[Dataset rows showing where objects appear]
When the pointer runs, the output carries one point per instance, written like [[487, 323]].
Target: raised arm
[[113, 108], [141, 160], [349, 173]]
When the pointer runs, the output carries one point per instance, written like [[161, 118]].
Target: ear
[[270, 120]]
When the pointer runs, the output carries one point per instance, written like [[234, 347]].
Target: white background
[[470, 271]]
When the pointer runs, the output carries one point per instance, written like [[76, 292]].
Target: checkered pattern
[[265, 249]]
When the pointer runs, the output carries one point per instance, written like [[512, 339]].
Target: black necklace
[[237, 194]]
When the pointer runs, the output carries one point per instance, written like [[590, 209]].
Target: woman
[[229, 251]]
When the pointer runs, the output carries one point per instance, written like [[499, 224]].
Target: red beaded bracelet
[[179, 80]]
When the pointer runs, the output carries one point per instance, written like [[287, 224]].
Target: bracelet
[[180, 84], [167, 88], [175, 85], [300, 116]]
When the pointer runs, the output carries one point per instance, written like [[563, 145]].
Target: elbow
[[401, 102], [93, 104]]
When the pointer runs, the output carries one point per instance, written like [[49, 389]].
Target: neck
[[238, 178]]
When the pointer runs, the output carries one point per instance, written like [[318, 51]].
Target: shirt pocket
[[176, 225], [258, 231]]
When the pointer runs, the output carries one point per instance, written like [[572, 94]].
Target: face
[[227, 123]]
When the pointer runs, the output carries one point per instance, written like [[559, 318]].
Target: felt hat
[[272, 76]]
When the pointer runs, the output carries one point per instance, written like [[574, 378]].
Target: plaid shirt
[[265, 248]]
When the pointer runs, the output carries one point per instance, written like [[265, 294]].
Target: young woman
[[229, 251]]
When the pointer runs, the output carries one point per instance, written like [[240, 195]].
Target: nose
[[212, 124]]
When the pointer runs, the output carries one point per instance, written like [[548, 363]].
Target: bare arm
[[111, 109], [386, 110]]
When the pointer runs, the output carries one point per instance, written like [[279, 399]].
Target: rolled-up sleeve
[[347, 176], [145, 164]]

--- WHAT THE TASK REQUIRES ---
Write out the data again, starting at the line containing "like [[563, 145]]." and ending at the line containing "[[176, 225], [258, 231]]". Add 52 to every coordinate in the answers, and leave the request lines and their format samples unchanged.

--- CORRECT RESPONSE ---
When the pointer runs, the output carries one point per instance, written like [[563, 145]].
Target: elbow
[[453, 154], [145, 156]]
When the pointer runs, the output carries one point per instance, written like [[49, 389]].
Target: neck
[[290, 230]]
When the pointer runs, the output carries one point per instance, written like [[318, 51]].
Target: shirt pocket
[[228, 277], [310, 283]]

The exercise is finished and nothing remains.